● **What is required**
Starting from the line containing "Draw the outline of every instance of the green", write out every remaining line exactly, the last one included.

(Entries from a dataset)

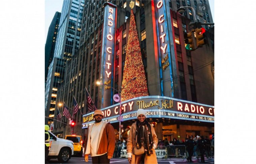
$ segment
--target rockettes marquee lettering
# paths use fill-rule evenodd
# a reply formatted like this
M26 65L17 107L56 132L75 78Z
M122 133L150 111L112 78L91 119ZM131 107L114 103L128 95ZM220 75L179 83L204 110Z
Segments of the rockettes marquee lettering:
M120 104L102 109L103 120L117 122ZM172 98L149 96L134 98L122 102L124 120L136 118L138 109L146 110L147 117L169 118L214 123L214 107ZM86 128L94 122L93 112L83 116L83 128Z

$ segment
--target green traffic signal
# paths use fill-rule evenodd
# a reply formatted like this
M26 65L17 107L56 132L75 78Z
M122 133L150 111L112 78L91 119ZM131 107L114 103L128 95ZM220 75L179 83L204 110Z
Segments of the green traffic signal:
M186 45L186 48L189 50L194 50L195 47L192 35L192 31L184 34L185 43L187 44Z
M187 50L192 50L192 48L190 48L190 46L189 44L187 44L187 45L186 45L186 49Z

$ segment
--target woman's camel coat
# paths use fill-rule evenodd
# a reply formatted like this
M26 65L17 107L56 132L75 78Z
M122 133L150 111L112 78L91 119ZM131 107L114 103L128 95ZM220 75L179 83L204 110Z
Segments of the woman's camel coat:
M156 132L153 126L150 125L151 127L151 133L153 138L153 143L157 146L157 143L158 142L158 139L157 138ZM133 124L131 127L131 129L128 135L128 138L127 139L127 153L131 153L132 154L132 161L131 164L134 164L135 162L135 155L133 154L133 147L135 146L135 132L136 131L136 123ZM157 164L157 160L156 159L156 154L155 150L152 149L153 154L151 155L150 156L148 156L146 155L145 156L145 164Z

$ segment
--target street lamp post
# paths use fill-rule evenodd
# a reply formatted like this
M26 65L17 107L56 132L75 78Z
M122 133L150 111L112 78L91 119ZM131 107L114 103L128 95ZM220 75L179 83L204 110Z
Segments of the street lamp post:
M121 104L121 91L122 91L122 90L124 88L126 85L129 84L131 81L132 80L133 80L137 78L137 77L133 77L133 78L132 78L129 81L128 81L128 82L127 82L127 83L125 84L125 85L123 87L121 88L121 87L120 87L120 89L119 90L117 90L117 89L116 89L115 88L114 88L111 87L111 87L111 88L114 89L114 90L117 91L118 93L118 95L119 96L119 103L120 104L120 109L119 109L119 117L121 119L121 115L122 114L121 112L122 112L122 105ZM98 85L105 85L105 86L108 86L107 85L105 84L104 84L102 83L101 83L100 81L97 81L96 82L96 84L97 84ZM121 140L121 119L119 120L119 140Z

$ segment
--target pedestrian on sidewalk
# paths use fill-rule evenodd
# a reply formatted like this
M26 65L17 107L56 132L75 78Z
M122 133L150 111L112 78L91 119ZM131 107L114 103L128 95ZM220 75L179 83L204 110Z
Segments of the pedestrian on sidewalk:
M123 144L120 140L118 140L118 142L117 143L117 150L118 158L121 158L121 150L123 147Z
M100 110L94 111L95 123L88 127L85 140L85 161L88 162L89 154L92 163L109 164L115 150L114 128L107 121L102 121L103 116Z
M201 155L201 162L202 163L205 163L204 161L204 152L205 152L206 141L203 138L203 136L201 136L198 138L198 146L200 151Z
M49 125L44 125L44 163L50 163L47 161L47 157L50 151L50 134L48 132L50 129Z
M196 138L196 136L195 136L195 138L193 139L193 140L195 141L197 144L196 145L194 146L194 155L193 156L197 157L198 155L197 153L197 144L198 143L198 142L197 142L197 138Z
M211 154L211 141L208 138L208 136L205 136L205 140L206 146L205 147L205 153L206 153L206 158L209 158Z
M115 140L115 150L114 151L114 155L113 156L113 158L117 158L118 153L117 153L117 142L116 140Z
M146 112L144 109L138 109L136 116L137 121L132 125L127 140L127 154L129 163L157 164L155 149L158 140L154 127L146 120ZM145 150L144 153L135 155L134 149L139 149L142 146Z
M167 146L169 145L169 141L168 141L168 140L167 139L167 138L166 138L165 139L164 139L164 146L166 147Z
M124 139L123 141L123 143L122 143L122 149L126 149L126 144L125 143L125 140Z
M194 146L196 145L196 143L193 140L192 136L189 137L189 139L186 141L185 145L186 146L186 149L188 153L188 158L187 158L187 161L189 162L194 162L192 161L192 155L194 153Z

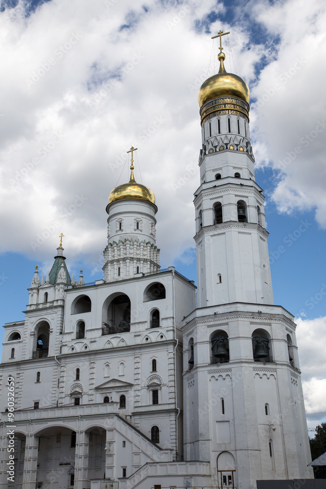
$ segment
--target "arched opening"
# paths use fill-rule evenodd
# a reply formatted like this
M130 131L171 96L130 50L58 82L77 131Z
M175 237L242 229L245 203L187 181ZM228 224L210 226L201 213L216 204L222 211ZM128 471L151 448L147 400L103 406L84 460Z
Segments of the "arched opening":
M261 225L261 208L259 205L257 205L257 217L258 218L258 224L260 226Z
M272 362L270 337L264 330L255 330L252 333L252 347L255 362Z
M293 346L292 340L289 334L286 335L287 342L287 353L289 356L289 361L292 367L294 367L294 355L293 355Z
M102 334L112 334L130 331L130 303L128 295L121 294L114 297L109 305L106 321L103 321Z
M158 309L154 309L151 313L151 328L159 328L160 312Z
M222 204L220 202L216 202L213 207L214 213L214 224L221 224L223 222Z
M19 333L15 332L11 333L8 338L8 341L17 341L17 340L21 339L21 335Z
M236 462L230 452L222 452L217 457L218 485L234 488L236 485Z
M119 398L119 408L120 409L126 409L126 396L122 394Z
M89 297L87 295L82 295L72 303L71 314L90 312L91 307L92 303Z
M36 330L36 345L33 352L33 358L46 358L49 354L50 325L43 321Z
M194 355L194 338L191 338L188 346L188 369L191 370L194 368L195 364L195 356Z
M160 299L165 299L165 287L163 284L155 282L149 286L144 291L144 302L156 301Z
M77 323L77 332L76 333L76 339L83 339L85 337L85 323L84 321L80 321Z
M153 443L160 443L160 430L157 426L152 426L151 430L151 439Z
M238 209L238 220L239 222L246 222L247 205L243 200L238 200L237 202Z
M211 363L225 363L230 360L229 338L225 331L218 330L211 336Z

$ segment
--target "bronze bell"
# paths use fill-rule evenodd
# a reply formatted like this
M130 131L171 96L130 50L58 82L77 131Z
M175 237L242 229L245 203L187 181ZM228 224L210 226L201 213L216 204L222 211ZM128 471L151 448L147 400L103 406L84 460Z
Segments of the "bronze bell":
M217 348L216 350L215 353L214 354L214 356L220 356L222 355L228 355L229 352L226 349L226 347L222 339L218 340Z
M268 352L266 345L262 341L258 341L255 347L255 356L268 356Z

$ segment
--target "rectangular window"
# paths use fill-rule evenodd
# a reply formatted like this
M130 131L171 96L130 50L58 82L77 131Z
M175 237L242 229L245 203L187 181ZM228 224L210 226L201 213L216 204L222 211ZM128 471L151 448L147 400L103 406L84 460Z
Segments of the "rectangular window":
M158 391L155 389L152 391L152 404L158 404Z

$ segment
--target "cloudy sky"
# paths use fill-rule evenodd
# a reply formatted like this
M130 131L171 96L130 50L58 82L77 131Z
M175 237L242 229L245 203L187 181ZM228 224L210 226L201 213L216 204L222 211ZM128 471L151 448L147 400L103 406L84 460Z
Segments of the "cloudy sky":
M129 178L154 192L163 267L196 279L198 89L217 67L247 81L266 198L275 302L299 319L308 425L326 416L326 5L322 0L2 0L1 323L23 318L58 235L69 269L101 278L105 207ZM325 292L325 293L324 293Z

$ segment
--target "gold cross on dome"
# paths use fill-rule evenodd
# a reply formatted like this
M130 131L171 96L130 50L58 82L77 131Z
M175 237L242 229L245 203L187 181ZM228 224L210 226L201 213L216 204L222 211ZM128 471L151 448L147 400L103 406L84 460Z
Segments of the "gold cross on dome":
M63 239L63 238L64 237L64 236L65 236L65 235L63 234L63 233L61 233L61 234L59 237L60 238L60 244L59 244L59 248L62 248L62 239Z
M133 152L135 151L136 150L137 150L137 149L138 149L138 148L134 148L133 146L131 146L131 147L130 148L130 149L129 150L129 151L127 152L127 153L131 153L131 166L132 167L132 168L131 169L132 170L133 170L133 165L132 164L132 163L133 163ZM130 167L130 168L131 168L131 167Z
M223 32L223 31L221 31L220 29L219 32L217 33L217 35L213 36L212 38L212 39L215 39L217 37L219 38L219 47L218 49L221 53L222 52L222 50L223 49L223 48L222 47L222 36L226 36L227 34L230 34L230 32Z

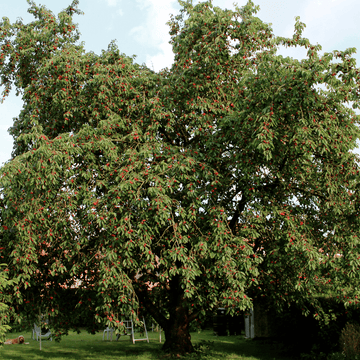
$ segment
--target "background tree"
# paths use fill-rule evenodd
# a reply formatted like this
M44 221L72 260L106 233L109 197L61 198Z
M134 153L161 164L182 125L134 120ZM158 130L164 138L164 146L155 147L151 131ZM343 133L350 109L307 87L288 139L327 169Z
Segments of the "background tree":
M266 297L321 315L329 289L357 301L341 286L360 259L355 50L320 56L298 19L275 37L251 1L180 3L159 73L113 43L85 53L77 1L58 18L29 1L33 23L0 24L3 95L24 101L1 254L18 311L46 314L58 336L145 310L166 351L190 352L190 322L218 306Z

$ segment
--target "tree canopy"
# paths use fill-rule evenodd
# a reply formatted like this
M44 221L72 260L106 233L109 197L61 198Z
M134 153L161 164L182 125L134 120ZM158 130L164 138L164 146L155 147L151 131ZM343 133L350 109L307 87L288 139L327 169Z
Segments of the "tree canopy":
M159 72L115 43L85 52L78 1L56 17L28 0L33 22L0 23L3 98L23 99L1 169L6 294L58 337L143 311L186 352L217 307L357 302L355 49L322 54L299 19L275 36L252 1L179 2Z

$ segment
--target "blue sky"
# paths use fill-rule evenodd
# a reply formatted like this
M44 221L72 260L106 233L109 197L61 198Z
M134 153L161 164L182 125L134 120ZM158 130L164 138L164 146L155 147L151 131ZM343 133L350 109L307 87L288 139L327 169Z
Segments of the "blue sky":
M260 5L258 17L273 24L274 33L291 36L295 16L300 16L307 27L304 36L312 43L319 43L323 51L344 50L356 47L357 66L360 67L360 1L359 0L253 0ZM67 7L71 0L39 0L55 14ZM194 0L194 3L198 1ZM233 8L234 0L213 0L215 6ZM242 6L246 0L238 0ZM81 40L87 51L100 53L111 40L117 40L121 52L136 55L136 61L146 63L154 70L169 67L173 56L168 44L166 22L169 14L180 9L177 0L80 0L79 8L84 15L76 16ZM3 1L0 17L11 21L21 17L24 22L32 21L27 13L26 0ZM302 58L305 52L282 51L282 54ZM0 165L9 160L12 138L7 129L12 118L20 112L19 97L10 95L0 104Z

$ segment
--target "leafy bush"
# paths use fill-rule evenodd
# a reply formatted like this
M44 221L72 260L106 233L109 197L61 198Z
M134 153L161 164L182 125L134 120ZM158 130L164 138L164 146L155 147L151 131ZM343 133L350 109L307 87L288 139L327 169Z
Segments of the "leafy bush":
M340 335L340 346L346 358L360 355L360 326L358 324L345 325Z

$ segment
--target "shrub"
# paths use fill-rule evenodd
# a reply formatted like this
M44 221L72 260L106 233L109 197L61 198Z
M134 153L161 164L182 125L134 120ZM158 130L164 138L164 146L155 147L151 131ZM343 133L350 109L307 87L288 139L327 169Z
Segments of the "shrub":
M358 324L346 323L341 331L340 347L347 358L360 354L360 326Z

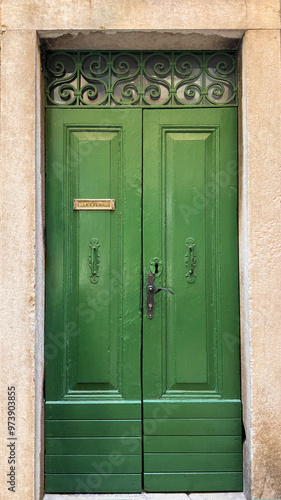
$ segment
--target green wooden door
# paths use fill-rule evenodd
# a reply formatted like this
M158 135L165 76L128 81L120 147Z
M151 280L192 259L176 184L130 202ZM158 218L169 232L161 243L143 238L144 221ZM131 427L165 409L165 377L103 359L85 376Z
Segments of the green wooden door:
M141 125L141 110L47 111L49 492L141 489Z
M236 183L234 109L47 111L46 491L241 489Z

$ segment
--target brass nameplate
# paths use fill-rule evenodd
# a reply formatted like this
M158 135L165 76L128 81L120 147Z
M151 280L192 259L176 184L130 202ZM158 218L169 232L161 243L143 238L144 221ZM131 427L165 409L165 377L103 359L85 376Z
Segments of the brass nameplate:
M115 200L73 200L73 210L115 210Z

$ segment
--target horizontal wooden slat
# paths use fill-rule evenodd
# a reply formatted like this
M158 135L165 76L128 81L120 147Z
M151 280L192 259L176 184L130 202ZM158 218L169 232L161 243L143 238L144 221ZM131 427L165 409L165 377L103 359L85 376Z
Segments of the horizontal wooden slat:
M47 437L140 436L140 420L47 420Z
M240 401L144 401L144 418L240 418Z
M144 489L162 491L242 491L242 473L144 474Z
M241 472L242 453L145 453L145 472Z
M47 455L139 455L141 438L47 438Z
M153 436L239 436L241 420L221 419L146 419L144 434Z
M144 436L145 453L239 453L241 451L242 440L237 436Z
M134 420L141 419L141 403L118 401L105 403L104 401L77 402L49 401L45 405L47 420Z
M141 455L47 455L47 474L141 474Z
M45 491L51 493L139 493L141 474L47 474Z

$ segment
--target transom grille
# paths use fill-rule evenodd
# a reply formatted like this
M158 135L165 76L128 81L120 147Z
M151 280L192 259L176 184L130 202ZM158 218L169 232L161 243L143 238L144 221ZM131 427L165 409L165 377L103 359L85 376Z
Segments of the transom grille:
M236 52L47 51L46 106L237 106Z

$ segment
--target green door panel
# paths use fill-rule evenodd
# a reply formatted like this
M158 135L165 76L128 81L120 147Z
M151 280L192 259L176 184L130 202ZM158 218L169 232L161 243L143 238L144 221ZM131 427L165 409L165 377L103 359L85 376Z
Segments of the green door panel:
M154 318L143 316L147 491L241 489L236 114L143 114L143 285L156 258L156 288L174 292L157 294ZM224 473L208 461L188 468L192 453L225 452Z
M48 110L46 131L46 491L83 492L85 454L85 491L139 491L141 110ZM76 198L116 209L74 211ZM115 455L133 470L104 475Z
M46 491L241 491L236 109L48 109L46 134Z

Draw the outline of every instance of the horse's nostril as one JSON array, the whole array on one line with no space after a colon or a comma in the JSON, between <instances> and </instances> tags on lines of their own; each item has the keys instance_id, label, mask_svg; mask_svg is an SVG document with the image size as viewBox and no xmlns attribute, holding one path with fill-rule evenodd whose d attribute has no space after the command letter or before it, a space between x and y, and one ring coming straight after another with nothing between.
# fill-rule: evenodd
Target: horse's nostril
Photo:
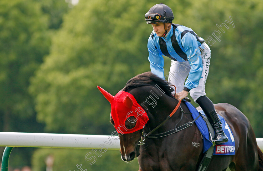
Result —
<instances>
[{"instance_id":1,"label":"horse's nostril","mask_svg":"<svg viewBox=\"0 0 263 171\"><path fill-rule=\"evenodd\" d=\"M122 159L124 161L126 161L126 159L125 159L125 158L124 157L124 156L123 156L122 155L121 156L121 159Z\"/></svg>"},{"instance_id":2,"label":"horse's nostril","mask_svg":"<svg viewBox=\"0 0 263 171\"><path fill-rule=\"evenodd\" d=\"M130 154L127 159L127 160L128 161L131 161L135 158L135 152L133 151Z\"/></svg>"}]
</instances>

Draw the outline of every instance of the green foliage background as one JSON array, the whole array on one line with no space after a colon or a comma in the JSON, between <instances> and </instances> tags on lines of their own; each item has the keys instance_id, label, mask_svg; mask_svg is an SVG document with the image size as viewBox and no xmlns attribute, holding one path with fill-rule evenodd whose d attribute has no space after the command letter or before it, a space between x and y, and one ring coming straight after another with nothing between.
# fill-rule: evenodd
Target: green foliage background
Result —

● **Exercise answer**
Draw the outline of every instance of the green foliage background as one JSON array, the whole array on one line with no space after a colon or a comma in the JSON, between <instances> and </instances> tags on lines of their own; each item has the keys instance_id, label, mask_svg; mask_svg is an SVG document with the image size as viewBox and no xmlns attribute, holding one path with fill-rule evenodd whose d attribute has no space after the command letter or before it, a space between x and y, and one ring coming straight after another with nothing between.
# fill-rule: evenodd
Target: green foliage background
Result —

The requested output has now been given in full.